*What you will do*
1. According to the Heresy Watch post below, why does the store sometimes knowingly sell heretical books? Answer in one to three sentences.
2. In the Heresy Watch post below, which section of the store had the book for sale?

--- Text to read ---

Wednesday, July 13, 2011

Heresy Watch: The Holy Use of Money by Haughey, S.J.


From time to time we offer for sale heretical books, sometimes knowingly (one must read Kung to critique Kung) and sometimes unknowingly.  The present title under discussion is a book that we had for sale in our Marriage and Family Life section.  One of my co-workers happened to be reading on the job one day and spotted the heresy in the Introduction of the book.  This was a heretical book that we were unknowingly offering for sale.

--- Record extracts ---

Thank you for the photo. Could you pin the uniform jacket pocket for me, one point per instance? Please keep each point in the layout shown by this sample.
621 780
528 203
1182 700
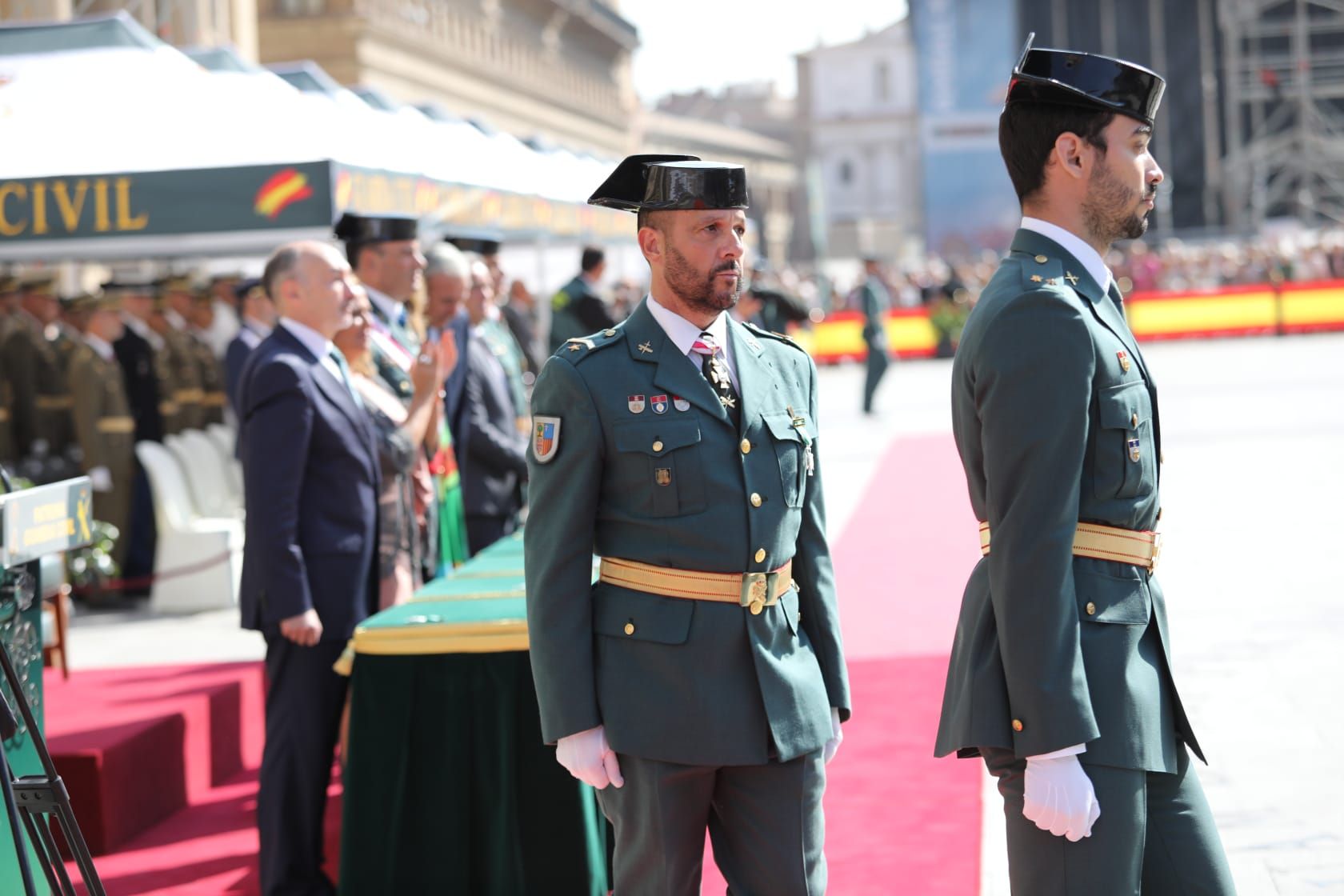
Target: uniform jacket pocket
659 465
1124 458
642 617
790 450
1109 598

---

*Task-by-task results*
1. The store sometimes knowingly sells heretical books because a person has to read such a work in order to critique it. The post expresses this as "one must read Kung to critique Kung."

2. The Marriage and Family Life section.